(Beginning of Excerpted data)

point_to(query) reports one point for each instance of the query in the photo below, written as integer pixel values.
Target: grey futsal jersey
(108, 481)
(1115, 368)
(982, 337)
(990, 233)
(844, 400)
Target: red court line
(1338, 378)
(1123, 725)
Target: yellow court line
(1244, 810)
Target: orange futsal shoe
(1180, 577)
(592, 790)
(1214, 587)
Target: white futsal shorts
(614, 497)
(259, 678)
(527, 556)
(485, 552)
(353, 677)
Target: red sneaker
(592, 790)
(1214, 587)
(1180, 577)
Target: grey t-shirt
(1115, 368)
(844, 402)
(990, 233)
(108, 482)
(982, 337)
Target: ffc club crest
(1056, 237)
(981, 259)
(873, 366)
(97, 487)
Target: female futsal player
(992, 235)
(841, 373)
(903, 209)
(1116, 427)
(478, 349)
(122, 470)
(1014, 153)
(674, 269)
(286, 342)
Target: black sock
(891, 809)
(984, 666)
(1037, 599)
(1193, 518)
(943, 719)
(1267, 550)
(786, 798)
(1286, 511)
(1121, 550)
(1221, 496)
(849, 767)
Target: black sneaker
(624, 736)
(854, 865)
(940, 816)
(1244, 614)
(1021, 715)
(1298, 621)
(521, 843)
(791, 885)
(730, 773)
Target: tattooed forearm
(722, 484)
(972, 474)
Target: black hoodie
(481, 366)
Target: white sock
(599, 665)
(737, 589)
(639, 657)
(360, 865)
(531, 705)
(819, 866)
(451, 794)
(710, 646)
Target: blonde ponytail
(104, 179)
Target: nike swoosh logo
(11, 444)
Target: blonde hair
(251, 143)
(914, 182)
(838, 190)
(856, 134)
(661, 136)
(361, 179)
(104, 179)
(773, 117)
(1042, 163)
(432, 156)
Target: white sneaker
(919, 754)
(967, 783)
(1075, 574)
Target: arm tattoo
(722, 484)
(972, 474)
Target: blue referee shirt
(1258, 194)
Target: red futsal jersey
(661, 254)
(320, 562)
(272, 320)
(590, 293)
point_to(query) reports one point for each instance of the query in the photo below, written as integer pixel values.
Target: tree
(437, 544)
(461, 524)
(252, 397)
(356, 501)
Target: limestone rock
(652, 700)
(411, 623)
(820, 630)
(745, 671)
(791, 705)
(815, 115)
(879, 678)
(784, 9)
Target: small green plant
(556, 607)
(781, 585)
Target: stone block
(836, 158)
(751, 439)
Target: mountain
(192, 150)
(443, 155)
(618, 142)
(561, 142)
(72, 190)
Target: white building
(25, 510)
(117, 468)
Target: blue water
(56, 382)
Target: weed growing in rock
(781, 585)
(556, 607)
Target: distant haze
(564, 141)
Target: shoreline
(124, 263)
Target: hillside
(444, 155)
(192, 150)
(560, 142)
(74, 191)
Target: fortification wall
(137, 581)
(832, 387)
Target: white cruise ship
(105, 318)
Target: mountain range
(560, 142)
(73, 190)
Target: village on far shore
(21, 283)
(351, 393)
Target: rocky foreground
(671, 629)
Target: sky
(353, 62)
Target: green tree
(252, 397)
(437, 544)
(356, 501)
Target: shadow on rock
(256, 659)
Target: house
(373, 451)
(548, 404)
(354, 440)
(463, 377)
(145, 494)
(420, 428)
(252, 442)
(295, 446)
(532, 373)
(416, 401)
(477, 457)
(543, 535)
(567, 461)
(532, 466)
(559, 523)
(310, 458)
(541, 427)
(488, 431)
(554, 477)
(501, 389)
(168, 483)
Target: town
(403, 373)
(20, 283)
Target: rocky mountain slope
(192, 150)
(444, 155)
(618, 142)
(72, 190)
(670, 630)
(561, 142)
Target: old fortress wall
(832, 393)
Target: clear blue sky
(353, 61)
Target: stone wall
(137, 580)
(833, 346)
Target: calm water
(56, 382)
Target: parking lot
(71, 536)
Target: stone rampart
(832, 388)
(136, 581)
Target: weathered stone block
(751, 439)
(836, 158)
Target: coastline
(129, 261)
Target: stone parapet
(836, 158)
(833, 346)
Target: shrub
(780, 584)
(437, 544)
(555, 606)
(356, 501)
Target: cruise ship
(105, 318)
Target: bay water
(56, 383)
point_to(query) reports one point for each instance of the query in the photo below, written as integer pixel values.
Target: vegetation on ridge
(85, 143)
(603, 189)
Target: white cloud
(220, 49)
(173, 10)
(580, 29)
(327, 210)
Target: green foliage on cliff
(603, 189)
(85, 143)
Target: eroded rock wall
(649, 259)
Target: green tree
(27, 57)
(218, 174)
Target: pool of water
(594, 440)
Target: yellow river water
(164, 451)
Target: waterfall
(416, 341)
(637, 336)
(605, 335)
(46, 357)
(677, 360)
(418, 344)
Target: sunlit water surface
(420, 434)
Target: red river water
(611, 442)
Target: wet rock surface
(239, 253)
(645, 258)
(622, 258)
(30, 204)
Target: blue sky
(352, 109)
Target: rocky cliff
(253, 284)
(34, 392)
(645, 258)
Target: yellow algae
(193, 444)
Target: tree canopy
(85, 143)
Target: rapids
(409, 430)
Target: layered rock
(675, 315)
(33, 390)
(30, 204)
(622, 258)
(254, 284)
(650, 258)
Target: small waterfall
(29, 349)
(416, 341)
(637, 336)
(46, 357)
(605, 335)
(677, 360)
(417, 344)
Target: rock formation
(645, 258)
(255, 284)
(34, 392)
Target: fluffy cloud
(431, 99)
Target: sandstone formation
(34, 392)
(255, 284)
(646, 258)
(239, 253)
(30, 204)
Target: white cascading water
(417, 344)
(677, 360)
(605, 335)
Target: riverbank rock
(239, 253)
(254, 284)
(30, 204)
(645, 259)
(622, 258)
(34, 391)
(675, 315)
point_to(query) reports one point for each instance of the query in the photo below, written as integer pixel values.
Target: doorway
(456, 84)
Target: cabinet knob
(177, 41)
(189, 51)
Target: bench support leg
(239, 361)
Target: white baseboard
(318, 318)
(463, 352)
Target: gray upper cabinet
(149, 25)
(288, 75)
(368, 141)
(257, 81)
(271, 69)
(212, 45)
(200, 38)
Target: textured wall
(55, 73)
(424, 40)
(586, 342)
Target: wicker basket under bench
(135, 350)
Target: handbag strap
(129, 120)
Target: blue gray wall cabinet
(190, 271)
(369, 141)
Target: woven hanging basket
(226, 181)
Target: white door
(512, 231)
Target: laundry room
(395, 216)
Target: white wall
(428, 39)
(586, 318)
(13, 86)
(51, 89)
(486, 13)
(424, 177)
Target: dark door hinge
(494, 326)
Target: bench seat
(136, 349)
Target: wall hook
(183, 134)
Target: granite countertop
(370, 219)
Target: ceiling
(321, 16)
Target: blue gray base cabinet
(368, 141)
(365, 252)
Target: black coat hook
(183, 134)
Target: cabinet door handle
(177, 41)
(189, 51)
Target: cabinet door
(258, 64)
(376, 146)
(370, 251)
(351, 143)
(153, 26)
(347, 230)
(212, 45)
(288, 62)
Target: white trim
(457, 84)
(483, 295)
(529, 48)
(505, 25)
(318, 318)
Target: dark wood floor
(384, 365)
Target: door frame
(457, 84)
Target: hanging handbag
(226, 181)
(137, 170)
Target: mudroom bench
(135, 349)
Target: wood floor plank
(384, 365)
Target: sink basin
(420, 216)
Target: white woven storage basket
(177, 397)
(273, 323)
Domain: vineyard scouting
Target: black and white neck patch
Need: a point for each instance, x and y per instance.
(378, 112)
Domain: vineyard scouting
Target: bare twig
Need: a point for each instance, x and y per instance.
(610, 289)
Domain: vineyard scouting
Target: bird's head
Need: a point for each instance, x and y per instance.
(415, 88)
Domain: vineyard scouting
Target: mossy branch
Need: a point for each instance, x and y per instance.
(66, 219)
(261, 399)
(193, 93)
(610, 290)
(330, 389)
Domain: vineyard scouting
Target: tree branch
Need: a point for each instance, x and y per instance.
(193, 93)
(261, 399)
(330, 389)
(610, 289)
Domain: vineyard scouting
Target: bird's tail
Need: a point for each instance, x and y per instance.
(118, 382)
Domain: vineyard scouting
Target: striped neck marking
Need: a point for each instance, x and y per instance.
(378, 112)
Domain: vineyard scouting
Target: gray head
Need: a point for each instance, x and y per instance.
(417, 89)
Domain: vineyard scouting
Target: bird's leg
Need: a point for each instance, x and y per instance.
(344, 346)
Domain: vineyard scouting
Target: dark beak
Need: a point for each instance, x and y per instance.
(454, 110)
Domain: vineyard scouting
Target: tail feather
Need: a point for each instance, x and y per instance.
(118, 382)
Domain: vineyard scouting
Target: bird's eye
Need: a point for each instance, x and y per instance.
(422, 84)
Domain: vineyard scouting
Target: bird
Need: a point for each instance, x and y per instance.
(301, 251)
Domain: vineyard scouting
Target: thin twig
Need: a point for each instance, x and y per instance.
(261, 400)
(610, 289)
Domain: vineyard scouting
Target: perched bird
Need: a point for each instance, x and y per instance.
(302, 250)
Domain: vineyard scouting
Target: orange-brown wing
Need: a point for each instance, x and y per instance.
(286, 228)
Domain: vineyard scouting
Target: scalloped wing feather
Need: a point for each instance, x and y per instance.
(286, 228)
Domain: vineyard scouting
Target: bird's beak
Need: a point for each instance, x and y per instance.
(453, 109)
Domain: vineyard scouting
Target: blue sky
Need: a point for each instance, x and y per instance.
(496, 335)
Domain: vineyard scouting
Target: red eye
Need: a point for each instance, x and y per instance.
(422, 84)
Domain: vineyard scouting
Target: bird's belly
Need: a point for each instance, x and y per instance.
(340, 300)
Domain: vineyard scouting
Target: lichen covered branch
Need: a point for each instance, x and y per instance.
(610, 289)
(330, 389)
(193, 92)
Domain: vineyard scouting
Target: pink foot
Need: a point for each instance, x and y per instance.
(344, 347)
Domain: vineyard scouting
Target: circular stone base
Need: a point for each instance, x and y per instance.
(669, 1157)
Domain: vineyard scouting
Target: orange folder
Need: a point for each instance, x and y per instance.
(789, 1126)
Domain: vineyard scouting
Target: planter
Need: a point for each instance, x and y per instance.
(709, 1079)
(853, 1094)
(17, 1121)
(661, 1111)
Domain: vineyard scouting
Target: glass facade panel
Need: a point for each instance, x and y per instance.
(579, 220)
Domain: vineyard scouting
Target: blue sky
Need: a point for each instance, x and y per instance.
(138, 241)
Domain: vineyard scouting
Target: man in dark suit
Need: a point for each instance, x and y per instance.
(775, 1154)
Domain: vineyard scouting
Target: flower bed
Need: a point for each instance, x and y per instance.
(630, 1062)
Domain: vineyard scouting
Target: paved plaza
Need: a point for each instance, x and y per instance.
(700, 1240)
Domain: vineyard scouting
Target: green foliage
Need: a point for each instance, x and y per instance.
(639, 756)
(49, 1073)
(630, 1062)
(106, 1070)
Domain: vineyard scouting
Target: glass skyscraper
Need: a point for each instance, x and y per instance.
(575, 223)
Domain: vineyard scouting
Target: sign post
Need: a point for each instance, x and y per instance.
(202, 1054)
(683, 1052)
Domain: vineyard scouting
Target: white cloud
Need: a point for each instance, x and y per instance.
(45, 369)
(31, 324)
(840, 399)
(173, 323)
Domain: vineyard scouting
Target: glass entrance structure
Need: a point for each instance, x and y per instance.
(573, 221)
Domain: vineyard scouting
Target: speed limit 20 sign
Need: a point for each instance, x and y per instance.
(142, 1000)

(End of Excerpted data)

### Assignment:
Would you please copy every line from the listing above that contains the word "feather"?

### Task result:
Target: tail feather
Target: scalloped wing feather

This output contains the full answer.